→ List of tasks
**a.** In the text on A Farewell to Arms, copy everything from "I started reading" down to "of the greats.", but switch "California" to "Oregon".
**b.** Sum up the text on A Farewell to Arms in two sentences.

→ Exercise text
On “A Farewell to Arms”


 
 

“In the late summer of that year we lived in a house in a village that looked across the river and the plain to the mountains. In the bed of the river there were pebbles and boulders, dry and white in the sun, and the water was clear and swiftly moving and blue in the channels. Troops went by the house and down the road and the dust they raised powdered the leaves of the trees. The trunks of the trees too were dusty and the leaves fell early that year and we saw the troops marching along the road and the dust rising and leaves, stirred by the breeze, falling and the soldiers marching and afterward the road bare and white except for the leaves.”

-Ernest Hemingway, A Farewell to Arms

 
 

I started reading this book on December 21, 2022 at 430am as I waited to pass through security at JFK Airport. We were en route to visit family in California and I carried the book in the back pocket of my jeans, reading wherever I went - hotel rooms, restaurants, buses, cars, and flights. I finished reading at 9am on New Years Day. I wasn’t sure what to expect when I grabbed it from my bookshelf to take on this trip. I’d read The Nick Adams Stories in 2020 and back in high school, I’d read The Snows of Kilimanjaro and The Old Man & the Sea. A Farewell to Arms completely captured me - it shocked me, brought me to tears, made me laugh, and taught me why Hemingway is one of the greats.

→ Record excerpts

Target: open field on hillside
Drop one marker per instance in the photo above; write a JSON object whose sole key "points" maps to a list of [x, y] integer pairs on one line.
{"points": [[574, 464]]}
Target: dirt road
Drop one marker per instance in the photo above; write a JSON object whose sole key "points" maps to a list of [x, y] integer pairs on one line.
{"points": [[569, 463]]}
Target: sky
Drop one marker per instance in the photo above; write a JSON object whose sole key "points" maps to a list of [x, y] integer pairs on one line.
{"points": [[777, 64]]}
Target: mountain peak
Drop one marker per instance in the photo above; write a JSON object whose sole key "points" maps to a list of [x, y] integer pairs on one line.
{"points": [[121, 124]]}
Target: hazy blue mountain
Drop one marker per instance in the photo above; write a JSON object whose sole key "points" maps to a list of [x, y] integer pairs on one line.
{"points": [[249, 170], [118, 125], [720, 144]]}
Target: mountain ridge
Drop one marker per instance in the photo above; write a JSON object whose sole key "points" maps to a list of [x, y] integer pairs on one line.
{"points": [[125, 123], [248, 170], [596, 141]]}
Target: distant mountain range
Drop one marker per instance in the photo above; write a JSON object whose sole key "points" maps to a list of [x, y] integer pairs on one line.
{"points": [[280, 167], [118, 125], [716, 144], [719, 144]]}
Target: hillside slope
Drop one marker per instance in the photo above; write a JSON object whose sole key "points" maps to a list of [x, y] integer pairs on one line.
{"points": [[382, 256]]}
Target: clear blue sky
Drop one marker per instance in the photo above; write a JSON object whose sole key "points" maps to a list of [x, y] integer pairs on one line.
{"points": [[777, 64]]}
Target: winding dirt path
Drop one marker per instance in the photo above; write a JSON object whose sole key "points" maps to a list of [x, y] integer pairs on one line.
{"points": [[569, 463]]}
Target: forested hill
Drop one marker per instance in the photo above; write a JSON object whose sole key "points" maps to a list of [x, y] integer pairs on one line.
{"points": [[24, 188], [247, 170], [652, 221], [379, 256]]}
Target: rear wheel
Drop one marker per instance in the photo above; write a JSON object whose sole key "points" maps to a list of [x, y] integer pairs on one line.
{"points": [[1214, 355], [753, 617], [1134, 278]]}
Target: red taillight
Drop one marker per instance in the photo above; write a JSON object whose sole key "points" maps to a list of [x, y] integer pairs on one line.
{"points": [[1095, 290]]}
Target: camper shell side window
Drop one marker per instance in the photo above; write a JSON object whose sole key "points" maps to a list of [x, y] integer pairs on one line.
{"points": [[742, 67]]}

→ Problem solutions
**a.**
I started reading this book on December 21, 2022 at 430am as I waited to pass through security at JFK Airport. We were en route to visit family in Oregon and I carried the book in the back pocket of my jeans, reading wherever I went - hotel rooms, restaurants, buses, cars, and flights. I finished reading at 9am on New Years Day. I wasn’t sure what to expect when I grabbed it from my bookshelf to take on this trip. I’d read The Nick Adams Stories in 2020 and back in high school, I’d read The Snows of Kilimanjaro and The Old Man & the Sea. A Farewell to Arms completely captured me - it shocked me, brought me to tears, made me laugh, and taught me why Hemingway is one of the greats.

**b.** The text opens with a passage from Hemingway's A Farewell to Arms describing a late-summer house in a village looking across a river to the mountains, where troops marched by and their dust covered the trees. The writer then describes reading the novel while traveling to visit family in California from December 21, 2022 to New Year's Day, and says the book shocked, moved, and amused the writer and showed why Hemingway is one of the greats.